EXERCISE REQUIREMENTS => Reproduce each of the lines word for word.

>> Begin STORED ROWS

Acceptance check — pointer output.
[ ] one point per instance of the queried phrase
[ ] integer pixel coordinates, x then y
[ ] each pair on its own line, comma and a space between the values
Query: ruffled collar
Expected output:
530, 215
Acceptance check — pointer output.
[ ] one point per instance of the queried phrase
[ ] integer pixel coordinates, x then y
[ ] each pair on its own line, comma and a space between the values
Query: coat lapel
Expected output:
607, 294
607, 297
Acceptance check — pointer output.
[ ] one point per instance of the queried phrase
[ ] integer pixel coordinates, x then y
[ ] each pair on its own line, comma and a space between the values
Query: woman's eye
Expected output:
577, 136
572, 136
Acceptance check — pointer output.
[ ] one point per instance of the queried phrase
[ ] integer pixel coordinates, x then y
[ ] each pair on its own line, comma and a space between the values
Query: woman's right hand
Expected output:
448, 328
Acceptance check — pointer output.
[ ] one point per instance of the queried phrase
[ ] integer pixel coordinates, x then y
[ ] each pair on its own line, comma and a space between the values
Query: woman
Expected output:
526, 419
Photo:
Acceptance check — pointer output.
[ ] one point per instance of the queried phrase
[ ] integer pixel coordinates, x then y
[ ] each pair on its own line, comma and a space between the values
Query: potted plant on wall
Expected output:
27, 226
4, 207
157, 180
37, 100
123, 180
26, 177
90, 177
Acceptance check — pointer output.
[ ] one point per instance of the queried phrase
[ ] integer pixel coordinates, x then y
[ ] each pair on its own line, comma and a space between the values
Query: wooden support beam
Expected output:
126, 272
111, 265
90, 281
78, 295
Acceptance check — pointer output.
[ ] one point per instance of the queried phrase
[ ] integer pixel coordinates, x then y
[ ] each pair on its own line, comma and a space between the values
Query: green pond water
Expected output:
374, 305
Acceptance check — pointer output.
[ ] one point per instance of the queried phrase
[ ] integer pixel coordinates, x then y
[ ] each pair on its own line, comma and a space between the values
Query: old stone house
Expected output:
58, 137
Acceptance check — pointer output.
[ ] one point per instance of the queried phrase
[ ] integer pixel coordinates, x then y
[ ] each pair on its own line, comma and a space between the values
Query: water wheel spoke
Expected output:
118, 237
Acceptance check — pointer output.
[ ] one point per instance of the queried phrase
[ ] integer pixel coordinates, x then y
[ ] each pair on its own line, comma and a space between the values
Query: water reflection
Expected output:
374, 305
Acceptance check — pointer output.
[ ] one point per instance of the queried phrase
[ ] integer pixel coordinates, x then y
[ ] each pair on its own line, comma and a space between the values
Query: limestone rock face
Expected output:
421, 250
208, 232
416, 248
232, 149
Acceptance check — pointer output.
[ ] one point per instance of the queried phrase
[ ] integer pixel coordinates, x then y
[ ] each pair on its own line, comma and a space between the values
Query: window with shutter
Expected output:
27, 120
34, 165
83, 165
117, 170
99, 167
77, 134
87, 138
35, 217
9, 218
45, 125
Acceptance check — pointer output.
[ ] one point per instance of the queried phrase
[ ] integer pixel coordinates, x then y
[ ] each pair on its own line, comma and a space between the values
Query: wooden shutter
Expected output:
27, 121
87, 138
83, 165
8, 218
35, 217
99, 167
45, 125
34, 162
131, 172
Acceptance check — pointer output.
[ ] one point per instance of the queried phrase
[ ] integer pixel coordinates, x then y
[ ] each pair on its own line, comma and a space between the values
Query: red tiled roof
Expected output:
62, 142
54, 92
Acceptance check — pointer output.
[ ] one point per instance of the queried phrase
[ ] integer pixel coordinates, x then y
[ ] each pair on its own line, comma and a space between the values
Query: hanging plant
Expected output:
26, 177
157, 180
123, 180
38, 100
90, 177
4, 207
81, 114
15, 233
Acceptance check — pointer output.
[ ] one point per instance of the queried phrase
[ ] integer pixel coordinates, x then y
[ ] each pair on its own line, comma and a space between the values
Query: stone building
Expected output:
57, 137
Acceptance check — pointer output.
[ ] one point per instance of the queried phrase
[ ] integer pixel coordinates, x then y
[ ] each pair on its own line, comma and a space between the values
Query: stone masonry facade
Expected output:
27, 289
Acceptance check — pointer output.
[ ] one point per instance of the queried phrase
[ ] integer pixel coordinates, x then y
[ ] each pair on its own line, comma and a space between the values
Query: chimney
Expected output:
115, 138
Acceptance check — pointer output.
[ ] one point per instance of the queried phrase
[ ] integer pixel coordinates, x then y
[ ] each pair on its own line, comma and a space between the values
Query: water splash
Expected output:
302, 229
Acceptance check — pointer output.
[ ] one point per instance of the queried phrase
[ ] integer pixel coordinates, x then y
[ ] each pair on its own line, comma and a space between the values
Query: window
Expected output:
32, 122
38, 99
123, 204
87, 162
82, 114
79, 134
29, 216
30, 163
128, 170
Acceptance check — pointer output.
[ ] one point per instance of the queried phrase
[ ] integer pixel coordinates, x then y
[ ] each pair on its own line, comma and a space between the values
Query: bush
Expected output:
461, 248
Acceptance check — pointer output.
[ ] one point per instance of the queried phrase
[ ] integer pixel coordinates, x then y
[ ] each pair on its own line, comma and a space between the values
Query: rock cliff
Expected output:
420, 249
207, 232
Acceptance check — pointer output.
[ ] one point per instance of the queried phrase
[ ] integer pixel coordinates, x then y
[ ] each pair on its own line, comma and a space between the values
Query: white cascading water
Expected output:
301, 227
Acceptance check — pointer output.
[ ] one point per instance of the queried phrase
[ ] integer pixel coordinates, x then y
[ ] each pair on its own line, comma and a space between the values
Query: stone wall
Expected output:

>> End STORED ROWS

RESPONSE TO THIS EXERCISE =>
Acceptance check — pointer output.
[ ] one point per instance of the queried phrase
[ ] integer pixel coordinates, x then y
[ ] each pair on its own line, comma and a space between the values
Query: ruffled collar
Expected output:
530, 215
Acceptance check — pointer output.
[ ] one point per instance of the queried phrase
[ ] integer pixel coordinates, x then y
[ ] each pair on its own line, comma and a space between the values
Query: coat lapel
Expected output:
607, 294
607, 297
Acceptance check — pointer output.
[ ] one point per instance of the queried phrase
[ ] integer pixel coordinates, x then y
[ ] each pair on its own line, comma and a space between the values
Query: woman's eye
Expected output:
577, 136
572, 136
Acceptance check — pointer output.
[ ] one point per instance of the queried phrase
[ ] integer pixel coordinates, x then y
[ ] each pair on its own line, comma and a space between the values
Query: woman's right hand
Expected output:
448, 328
Acceptance check — pointer output.
[ ] one point per instance of the queried phrase
[ ] integer pixel coordinates, x then y
[ ] each pair on its own line, comma and a space between the values
Query: woman
Expected output:
526, 419
Photo:
Acceptance check — pointer output.
[ ] one point per instance of the queried phrase
[ ] integer pixel coordinates, x then y
[ ] each pair on its own line, comma and a space between the values
Query: potted plant on wall
Expected output:
27, 226
4, 207
157, 180
37, 100
123, 180
26, 177
90, 177
Acceptance check — pointer output.
[ ] one point per instance of the queried phrase
[ ] integer pixel coordinates, x then y
[ ] each pair on its own line, comma and a space between the values
Query: wooden support beam
Expected output:
126, 272
111, 265
90, 281
78, 295
Acceptance check — pointer output.
[ ] one point per instance of the queried phrase
[ ] integer pixel coordinates, x then y
[ ] each pair on its own line, comma and a space between the values
Query: green pond water
Expected output:
374, 305
Acceptance check — pointer output.
[ ] one point per instance of the queried phrase
[ ] integer pixel coordinates, x then y
[ ] each pair on its own line, comma and a space between the values
Query: old stone house
Expected output:
58, 137
Acceptance check — pointer output.
[ ] one point per instance of the queried phrase
[ ] integer pixel coordinates, x then y
[ ] each pair on its own line, comma and a space between the values
Query: water wheel spoke
Expected output:
118, 237
Acceptance check — pointer output.
[ ] one point per instance of the queried phrase
[ ] integer pixel coordinates, x then y
[ ] each pair on its own line, comma and a space between the values
Query: water reflection
Expected output:
374, 305
Acceptance check — pointer output.
[ ] one point per instance of the queried phrase
[ ] integer pixel coordinates, x then y
[ ] each pair on its own line, comma and a space between the values
Query: limestone rock face
Expected output:
421, 250
208, 232
416, 248
232, 149
Acceptance check — pointer output.
[ ] one point per instance of the queried phrase
[ ] integer pixel coordinates, x then y
[ ] each pair on its own line, comma and a space between the values
Query: window with shutter
Expected output:
27, 120
34, 165
83, 165
117, 170
99, 167
77, 134
87, 138
35, 217
9, 218
45, 125
Acceptance check — pointer output.
[ ] one point per instance of the queried phrase
[ ] integer pixel coordinates, x then y
[ ] each pair on its own line, comma and a space between the values
Query: wooden shutter
Expected output:
27, 121
87, 138
83, 165
8, 218
35, 217
99, 167
45, 125
34, 162
131, 172
Acceptance check — pointer output.
[ ] one point per instance of the queried phrase
[ ] integer pixel coordinates, x then y
[ ] each pair on its own line, comma and a space between the values
Query: red tiled roof
Expected output:
62, 142
54, 92
Acceptance check — pointer output.
[ ] one point per instance of the queried phrase
[ ] integer pixel coordinates, x then y
[ ] each pair on its own line, comma and a space between the values
Query: hanging plant
Expected output:
26, 177
157, 180
123, 180
38, 100
90, 177
4, 207
81, 114
15, 233
Acceptance check — pointer output.
[ ] one point per instance of the queried phrase
[ ] integer pixel coordinates, x then y
[ ] each pair on its own line, comma and a space between the values
Query: stone building
Expected output:
57, 137
Acceptance check — pointer output.
[ ] one point per instance of the queried phrase
[ ] integer pixel coordinates, x then y
[ ] each pair on its own line, comma and a space between the values
Query: stone masonry facade
Expected output:
27, 289
Acceptance check — pointer output.
[ ] one point per instance of the queried phrase
[ ] integer pixel coordinates, x then y
[ ] each pair on its own line, comma and a space between the values
Query: chimney
Expected output:
115, 138
Acceptance check — pointer output.
[ ] one point per instance of the queried phrase
[ ] integer pixel coordinates, x then y
[ ] each pair on its own line, comma and a space between the values
Query: water splash
Expected output:
302, 229
Acceptance check — pointer output.
[ ] one point per instance of the queried phrase
[ ] integer pixel coordinates, x then y
[ ] each pair on its own line, comma and a space between the values
Query: window
Expected output:
32, 122
38, 99
123, 204
87, 162
82, 114
79, 134
29, 216
30, 163
128, 170
Acceptance check — pointer output.
[ ] one point per instance of the queried phrase
[ ] integer pixel coordinates, x then y
[ ] each pair on its own line, comma and a space between the values
Query: bush
Expected output:
461, 248
Acceptance check — pointer output.
[ ] one point per instance of the queried phrase
[ ] integer pixel coordinates, x then y
[ ] each pair on its own line, comma and a space between the values
Query: rock cliff
Expected output:
420, 249
207, 232
Acceptance check — pointer output.
[ ] one point per instance of the queried phrase
[ ] integer pixel coordinates, x then y
[ ] each pair on its own line, comma and a space between the values
Query: white cascading water
Expected output:
301, 227
Acceptance check — pointer output.
[ ] one point per instance of the queried phrase
[ ] integer pixel coordinates, x then y
[ ] each pair on its own line, comma and a space between the values
Query: stone wall
Expected output:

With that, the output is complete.